## Input
········
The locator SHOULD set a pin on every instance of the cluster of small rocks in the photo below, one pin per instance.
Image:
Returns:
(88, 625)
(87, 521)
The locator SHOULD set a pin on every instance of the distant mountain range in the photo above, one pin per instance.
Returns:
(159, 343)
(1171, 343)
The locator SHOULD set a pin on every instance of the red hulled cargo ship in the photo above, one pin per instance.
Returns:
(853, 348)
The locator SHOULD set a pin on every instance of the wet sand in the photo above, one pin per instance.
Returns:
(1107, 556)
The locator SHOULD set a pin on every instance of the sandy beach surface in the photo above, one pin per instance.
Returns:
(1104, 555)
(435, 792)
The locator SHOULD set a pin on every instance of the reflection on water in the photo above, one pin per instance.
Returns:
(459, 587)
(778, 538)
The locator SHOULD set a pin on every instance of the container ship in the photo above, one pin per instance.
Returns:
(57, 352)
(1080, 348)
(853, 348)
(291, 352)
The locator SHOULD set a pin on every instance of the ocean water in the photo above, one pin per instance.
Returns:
········
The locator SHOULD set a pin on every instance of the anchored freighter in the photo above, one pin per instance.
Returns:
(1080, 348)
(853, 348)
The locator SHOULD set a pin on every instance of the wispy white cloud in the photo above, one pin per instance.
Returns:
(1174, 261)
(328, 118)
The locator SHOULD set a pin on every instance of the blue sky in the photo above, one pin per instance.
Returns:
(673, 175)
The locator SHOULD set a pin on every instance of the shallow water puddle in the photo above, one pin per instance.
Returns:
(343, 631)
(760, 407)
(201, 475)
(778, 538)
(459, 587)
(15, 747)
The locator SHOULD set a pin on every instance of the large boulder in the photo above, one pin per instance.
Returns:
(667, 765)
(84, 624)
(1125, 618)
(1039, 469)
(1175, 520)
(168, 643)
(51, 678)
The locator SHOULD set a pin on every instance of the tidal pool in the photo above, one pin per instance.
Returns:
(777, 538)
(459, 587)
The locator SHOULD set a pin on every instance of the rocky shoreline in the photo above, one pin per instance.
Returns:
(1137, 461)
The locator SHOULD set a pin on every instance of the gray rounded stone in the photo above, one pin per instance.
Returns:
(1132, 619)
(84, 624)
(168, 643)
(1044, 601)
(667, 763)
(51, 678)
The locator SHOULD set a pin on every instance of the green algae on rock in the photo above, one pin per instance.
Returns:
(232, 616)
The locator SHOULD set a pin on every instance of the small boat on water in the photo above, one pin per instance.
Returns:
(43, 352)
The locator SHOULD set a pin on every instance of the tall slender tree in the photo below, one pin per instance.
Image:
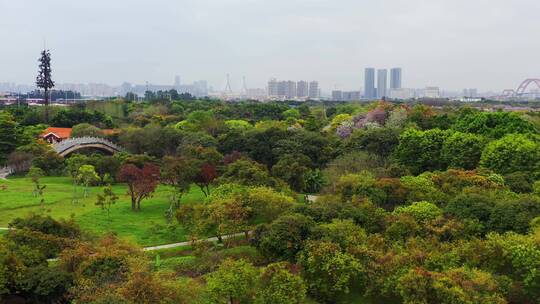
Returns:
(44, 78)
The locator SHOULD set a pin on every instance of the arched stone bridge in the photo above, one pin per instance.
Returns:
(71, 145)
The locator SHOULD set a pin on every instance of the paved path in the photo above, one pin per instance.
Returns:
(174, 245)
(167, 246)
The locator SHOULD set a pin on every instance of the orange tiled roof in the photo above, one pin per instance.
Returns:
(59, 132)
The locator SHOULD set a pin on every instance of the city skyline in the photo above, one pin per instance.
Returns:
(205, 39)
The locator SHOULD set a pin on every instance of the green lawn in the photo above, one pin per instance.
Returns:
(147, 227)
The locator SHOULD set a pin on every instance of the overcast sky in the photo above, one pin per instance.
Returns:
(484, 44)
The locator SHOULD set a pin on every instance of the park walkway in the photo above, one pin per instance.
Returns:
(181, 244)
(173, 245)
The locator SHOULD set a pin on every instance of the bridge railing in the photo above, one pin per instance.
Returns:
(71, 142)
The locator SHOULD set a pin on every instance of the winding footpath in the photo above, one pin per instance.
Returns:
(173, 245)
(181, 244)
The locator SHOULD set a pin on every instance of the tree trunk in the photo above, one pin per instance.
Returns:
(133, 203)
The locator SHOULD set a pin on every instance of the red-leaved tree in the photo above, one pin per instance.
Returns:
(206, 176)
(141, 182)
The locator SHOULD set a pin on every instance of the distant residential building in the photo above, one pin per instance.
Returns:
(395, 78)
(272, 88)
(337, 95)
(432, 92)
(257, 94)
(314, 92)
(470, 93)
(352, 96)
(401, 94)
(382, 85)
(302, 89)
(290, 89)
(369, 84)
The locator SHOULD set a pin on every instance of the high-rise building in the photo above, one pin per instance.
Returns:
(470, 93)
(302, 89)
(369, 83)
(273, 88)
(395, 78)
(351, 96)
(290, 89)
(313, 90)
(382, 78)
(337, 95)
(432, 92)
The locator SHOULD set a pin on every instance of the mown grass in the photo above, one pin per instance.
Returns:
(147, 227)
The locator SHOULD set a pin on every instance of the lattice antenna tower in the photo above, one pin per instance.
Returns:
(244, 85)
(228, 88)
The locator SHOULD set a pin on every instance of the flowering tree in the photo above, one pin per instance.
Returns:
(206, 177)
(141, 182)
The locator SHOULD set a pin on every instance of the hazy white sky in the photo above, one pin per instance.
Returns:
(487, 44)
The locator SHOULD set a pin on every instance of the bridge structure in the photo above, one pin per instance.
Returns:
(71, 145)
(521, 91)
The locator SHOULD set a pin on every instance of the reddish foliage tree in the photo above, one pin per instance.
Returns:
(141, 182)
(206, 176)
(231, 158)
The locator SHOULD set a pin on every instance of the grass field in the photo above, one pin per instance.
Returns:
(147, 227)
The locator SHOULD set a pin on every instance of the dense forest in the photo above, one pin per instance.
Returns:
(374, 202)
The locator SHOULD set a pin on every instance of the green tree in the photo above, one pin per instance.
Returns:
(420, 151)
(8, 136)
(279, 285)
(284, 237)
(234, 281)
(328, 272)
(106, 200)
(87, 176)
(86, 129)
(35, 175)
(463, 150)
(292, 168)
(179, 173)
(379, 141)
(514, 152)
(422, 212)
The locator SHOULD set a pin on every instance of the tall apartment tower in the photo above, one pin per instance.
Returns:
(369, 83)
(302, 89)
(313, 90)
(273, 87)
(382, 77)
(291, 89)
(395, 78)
········
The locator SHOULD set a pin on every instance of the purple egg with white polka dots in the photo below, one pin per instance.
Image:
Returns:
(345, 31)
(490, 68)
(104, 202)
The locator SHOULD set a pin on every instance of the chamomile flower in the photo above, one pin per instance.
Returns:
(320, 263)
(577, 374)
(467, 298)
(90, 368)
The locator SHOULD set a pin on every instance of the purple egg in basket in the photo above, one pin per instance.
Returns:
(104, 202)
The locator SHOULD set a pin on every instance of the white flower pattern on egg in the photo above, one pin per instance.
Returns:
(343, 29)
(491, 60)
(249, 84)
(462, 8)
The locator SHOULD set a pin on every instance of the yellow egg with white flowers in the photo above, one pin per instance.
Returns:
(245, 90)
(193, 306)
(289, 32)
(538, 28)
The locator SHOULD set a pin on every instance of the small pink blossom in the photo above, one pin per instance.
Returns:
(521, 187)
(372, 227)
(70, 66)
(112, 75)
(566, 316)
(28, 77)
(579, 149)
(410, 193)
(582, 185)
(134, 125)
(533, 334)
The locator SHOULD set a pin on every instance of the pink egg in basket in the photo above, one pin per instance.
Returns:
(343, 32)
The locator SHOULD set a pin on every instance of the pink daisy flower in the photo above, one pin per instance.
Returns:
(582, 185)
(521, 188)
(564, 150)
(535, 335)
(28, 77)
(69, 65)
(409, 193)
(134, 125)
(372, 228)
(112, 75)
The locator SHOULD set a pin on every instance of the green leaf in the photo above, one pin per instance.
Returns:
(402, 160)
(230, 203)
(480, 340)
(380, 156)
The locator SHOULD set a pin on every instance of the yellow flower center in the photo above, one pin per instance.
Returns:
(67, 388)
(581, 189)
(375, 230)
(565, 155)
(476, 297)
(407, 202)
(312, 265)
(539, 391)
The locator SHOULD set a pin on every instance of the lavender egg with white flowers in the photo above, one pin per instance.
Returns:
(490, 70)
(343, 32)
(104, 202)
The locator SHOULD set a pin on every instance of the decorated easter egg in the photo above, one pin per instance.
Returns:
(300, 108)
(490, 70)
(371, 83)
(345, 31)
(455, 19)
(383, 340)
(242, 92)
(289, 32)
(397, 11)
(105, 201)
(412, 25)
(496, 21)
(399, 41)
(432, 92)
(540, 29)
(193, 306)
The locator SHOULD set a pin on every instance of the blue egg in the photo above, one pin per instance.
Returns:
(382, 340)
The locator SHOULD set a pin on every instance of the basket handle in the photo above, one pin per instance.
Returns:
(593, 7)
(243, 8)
········
## Stated exercise
Filter the entries above down to the lines that contain the word "yellow", and copy each of those lines in full. Letter case counts.

## Exercise answer
The locator SHOULD set a pin on every instance of the yellow egg with white flowers in the photo above, one pin per instance.
The locator SHOULD set a pin on every instance of the yellow flower center in the photo above, one pin per instance.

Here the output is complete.